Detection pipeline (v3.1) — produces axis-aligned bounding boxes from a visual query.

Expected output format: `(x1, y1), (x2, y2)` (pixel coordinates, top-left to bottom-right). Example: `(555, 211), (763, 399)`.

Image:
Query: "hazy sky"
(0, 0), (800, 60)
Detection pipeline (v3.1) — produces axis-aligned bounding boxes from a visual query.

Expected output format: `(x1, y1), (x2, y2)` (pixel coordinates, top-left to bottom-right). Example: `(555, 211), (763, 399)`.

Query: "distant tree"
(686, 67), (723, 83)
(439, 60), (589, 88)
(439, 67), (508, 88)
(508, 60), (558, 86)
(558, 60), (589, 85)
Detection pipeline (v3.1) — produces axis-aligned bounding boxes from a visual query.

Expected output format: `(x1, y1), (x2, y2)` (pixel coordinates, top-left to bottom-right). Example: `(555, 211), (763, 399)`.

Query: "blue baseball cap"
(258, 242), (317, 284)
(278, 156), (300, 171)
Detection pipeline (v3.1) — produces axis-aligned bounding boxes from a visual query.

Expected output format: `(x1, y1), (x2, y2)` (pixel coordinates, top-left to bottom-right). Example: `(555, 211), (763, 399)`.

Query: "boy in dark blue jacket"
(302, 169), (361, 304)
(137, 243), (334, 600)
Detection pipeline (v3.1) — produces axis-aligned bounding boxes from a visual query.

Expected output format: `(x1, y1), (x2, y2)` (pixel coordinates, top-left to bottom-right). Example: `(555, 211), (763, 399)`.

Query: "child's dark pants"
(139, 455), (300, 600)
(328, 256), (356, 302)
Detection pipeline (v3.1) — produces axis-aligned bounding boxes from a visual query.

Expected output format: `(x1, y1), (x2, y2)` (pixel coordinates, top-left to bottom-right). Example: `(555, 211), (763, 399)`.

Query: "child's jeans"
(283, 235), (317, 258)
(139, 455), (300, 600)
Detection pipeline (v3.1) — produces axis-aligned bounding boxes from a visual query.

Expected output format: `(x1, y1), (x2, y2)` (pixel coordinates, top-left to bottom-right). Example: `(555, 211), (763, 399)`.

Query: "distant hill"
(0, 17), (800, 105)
##############################
▶ [Requirements] Arrange every line of the rows above as a Markdown table with two columns, Number and Line, numbering each line in order and leaving out blank lines.

▶ [Expected answer]
| Number | Line |
|---|---|
| 1 | Detection pipeline (v3.1) — produces axis-aligned bounding boxes from a visual query. |
| 2 | Expected output format: `(x1, y1), (x2, y2)` (pixel coordinates, top-left to bottom-right). Example: `(555, 211), (763, 399)`. |
| 3 | Image: |
| 4 | Query: "hazy sky" |
| 5 | (0, 0), (800, 60) |
| 6 | Detection pipeline (v3.1) — produces axis-aligned bounding boxes from a visual query. |
| 7 | Expected output format: `(x1, y1), (x2, y2)` (pixel coordinates, top-left to bottom-right). Example: `(555, 211), (763, 399)`. |
| 8 | Query: "distant tree" |
| 9 | (686, 67), (723, 83) |
| 10 | (439, 60), (589, 88) |
| 11 | (439, 67), (508, 88) |
| 12 | (508, 60), (558, 86) |
| 13 | (558, 60), (589, 85) |
| 14 | Detection pipeline (v3.1) — produces axis-aligned bounding boxes from a visual query. |
| 15 | Expected output format: `(x1, y1), (x2, y2)` (pixel coordinates, top-left to bottom-right). Example: `(555, 211), (763, 399)`. |
| 16 | Query: "blue baseball cap" |
| 17 | (258, 242), (317, 284) |
| 18 | (278, 156), (300, 171) |
| 19 | Detection pipeline (v3.1) — produces axis-aligned bounding boxes from a visual query. |
| 20 | Expected output format: `(x1, y1), (x2, y2)` (pixel coordinates, top-left to bottom-right). Example: `(555, 211), (763, 399)`. |
| 21 | Query: "boy in dark blue jacket" |
| 22 | (302, 169), (361, 304) |
| 23 | (137, 243), (334, 600) |
| 24 | Detection pipeline (v3.1) — produces axis-aligned bounding boxes from a visual query. |
| 25 | Expected output format: `(x1, y1), (x2, y2)` (pixel coordinates, top-left to bottom-right). Example: `(555, 211), (763, 399)`. |
| 26 | Query: "child's dark pants" |
| 27 | (139, 455), (300, 600) |
| 28 | (328, 256), (356, 302) |
| 29 | Detection pipeline (v3.1) — produces axis-aligned bounding boxes from a visual query. |
| 30 | Expected output format: `(x1, y1), (x2, y2)` (pixel coordinates, top-left to bottom-right). Example: `(555, 211), (763, 399)`. |
| 31 | Query: "child's jeans" |
| 32 | (283, 235), (317, 258) |
| 33 | (139, 455), (300, 600) |
| 34 | Detection pipeline (v3.1) — produces axis-aligned bounding boxes from a visual query. |
| 35 | Expected output format: `(x1, y1), (x2, y2)` (pixel coordinates, top-left to bottom-right). Example: `(555, 211), (763, 399)`. |
| 36 | Query: "distant hill" |
| 37 | (0, 17), (800, 105) |